**Set problem 1**
From the SUS installation steps, copy the passage that begins at the words "A quick side" and stops after the words "clicking on <apply>.".
**Set problem 2**
List every screen option or button name that the SUS installation steps enclose in angle brackets.
**Set problem 3**
According to the SUS installation steps, how large is the file SUS10SP1.exe?

**Document segment**
-- -- --
Step 2: Install SUS on the server. Visit Microsoft's Web site and download (or install from the Web) Software Update Services Server 1.0 with Service Pack 1. This may take some time, since SUS10SP1.exe is 33 MB.

Step 3: Install the SUS server on your server. I found that selecting <Custom Install> makes configuring the server slightly easier. You can go with the defaults, but when it comes to selecting the languages, select English or only the languages you need.

Step 4: Accept the default, <Manually approving new versions>. On the next screen, take note of the URL, which can be used by the clients to locate the server if you enter the value in your DNS server. It's easier to use the static IP address.

Step 5: Click <Next>. In less than five minutes, the SUS server software will be installed, and the IIS lockdown tool on Windows 2000 will have secured the server. For Windows Server 2003, IIS lockdown is performed when IIS is installed. Follow Microsoft's security guidelines to finish securing the server.

A quick side note: should you back up a SUS server to a tape drive? I think not, and here's why. A SUS server is quickly created. If the server fails, it's not business-critical. Instead, try imaging the server to a second hard drive using a product such as Drive Image from Power Quest or Ghost from Symantec.

Step 6: Internet Explorer will open on the SUS admin screen. Click <Set Options>. If you have a proxy sever on your network, enter the values. If you are not using a proxy, select the top box, <Do not use a Proxy to access the Internet>. You will not need to make any other changes, but scroll down the page to become familiar with the page. Return to the main admin screen by clicking on <apply>.
-- -- --
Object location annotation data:
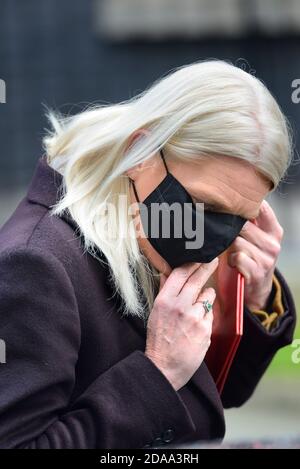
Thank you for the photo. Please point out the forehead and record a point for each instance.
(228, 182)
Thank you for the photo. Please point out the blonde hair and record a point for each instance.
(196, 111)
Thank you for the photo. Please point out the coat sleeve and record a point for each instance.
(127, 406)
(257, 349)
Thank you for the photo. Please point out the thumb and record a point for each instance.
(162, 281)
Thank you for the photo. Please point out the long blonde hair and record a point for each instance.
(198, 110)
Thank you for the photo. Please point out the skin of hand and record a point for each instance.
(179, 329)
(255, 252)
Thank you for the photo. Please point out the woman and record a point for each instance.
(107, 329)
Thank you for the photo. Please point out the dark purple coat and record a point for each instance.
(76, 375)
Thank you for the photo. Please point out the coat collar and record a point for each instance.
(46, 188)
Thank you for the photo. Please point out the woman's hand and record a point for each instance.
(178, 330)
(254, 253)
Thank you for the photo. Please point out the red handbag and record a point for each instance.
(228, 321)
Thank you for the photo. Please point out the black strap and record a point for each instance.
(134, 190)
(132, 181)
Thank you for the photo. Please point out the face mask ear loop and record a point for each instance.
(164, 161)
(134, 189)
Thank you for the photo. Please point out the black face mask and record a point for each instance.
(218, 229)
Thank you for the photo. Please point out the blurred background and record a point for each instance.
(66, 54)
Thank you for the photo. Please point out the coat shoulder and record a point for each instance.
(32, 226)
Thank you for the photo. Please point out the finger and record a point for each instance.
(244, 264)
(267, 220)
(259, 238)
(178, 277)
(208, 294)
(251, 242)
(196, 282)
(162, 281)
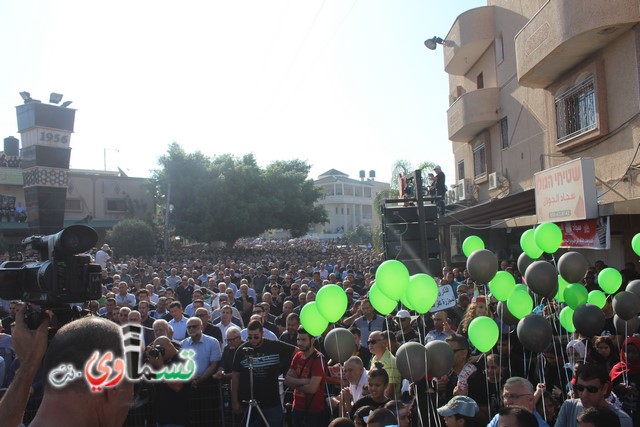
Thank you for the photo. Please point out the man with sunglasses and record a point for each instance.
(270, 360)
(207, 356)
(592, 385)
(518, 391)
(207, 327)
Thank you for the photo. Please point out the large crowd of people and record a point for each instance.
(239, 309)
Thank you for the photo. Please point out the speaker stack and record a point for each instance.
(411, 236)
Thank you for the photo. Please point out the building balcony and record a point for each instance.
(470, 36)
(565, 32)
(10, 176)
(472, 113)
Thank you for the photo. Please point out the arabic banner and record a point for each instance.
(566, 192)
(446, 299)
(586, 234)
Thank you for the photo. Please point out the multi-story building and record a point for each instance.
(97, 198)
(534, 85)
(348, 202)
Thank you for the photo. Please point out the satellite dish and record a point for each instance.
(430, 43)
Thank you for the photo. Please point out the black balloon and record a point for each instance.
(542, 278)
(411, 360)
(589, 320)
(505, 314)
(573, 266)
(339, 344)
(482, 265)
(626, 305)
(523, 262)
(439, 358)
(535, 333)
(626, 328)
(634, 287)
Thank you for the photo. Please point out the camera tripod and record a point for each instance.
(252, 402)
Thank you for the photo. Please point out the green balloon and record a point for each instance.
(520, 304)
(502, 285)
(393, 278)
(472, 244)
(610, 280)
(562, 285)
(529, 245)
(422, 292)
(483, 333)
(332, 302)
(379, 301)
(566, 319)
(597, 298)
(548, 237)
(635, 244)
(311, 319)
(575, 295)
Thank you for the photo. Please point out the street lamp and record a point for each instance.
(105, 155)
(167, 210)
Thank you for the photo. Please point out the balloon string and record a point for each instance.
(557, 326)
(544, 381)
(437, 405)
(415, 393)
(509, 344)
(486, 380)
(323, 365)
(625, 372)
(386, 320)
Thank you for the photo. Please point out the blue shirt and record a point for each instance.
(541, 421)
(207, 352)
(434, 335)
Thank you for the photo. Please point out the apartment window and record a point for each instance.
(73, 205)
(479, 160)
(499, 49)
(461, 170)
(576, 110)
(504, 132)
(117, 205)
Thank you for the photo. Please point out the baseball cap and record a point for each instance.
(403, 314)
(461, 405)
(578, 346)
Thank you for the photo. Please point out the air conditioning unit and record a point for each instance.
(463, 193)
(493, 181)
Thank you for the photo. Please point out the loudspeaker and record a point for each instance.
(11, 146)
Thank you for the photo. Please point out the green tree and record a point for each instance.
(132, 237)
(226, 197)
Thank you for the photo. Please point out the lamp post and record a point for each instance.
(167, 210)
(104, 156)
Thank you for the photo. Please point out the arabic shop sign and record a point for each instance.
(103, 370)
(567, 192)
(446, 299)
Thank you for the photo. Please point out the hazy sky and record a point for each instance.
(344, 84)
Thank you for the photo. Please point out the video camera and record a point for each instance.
-- -- --
**Task response 1**
A quick side note: should you back up a SUS server to a tape drive? I think not, and here's why. A SUS server is quickly created. If the server fails, it's not business-critical. Instead, try imaging the server to a second hard drive using a product such as Drive Image from Power Quest or Ghost from Symantec.

Step 6: Internet Explorer will open on the SUS admin screen. Click <Set Options>. If you have a proxy sever on your network, enter the values. If you are not using a proxy, select the top box, <Do not use a Proxy to access the Internet>. You will not need to make any other changes, but scroll down the page to become familiar with the page. Return to the main admin screen by clicking on <apply>.

**Task response 2**
- Custom Install
- Manually approving new versions
- Next
- Set Options
- Do not use a Proxy to access the Internet
- apply

**Task response 3**
It is 33 MB.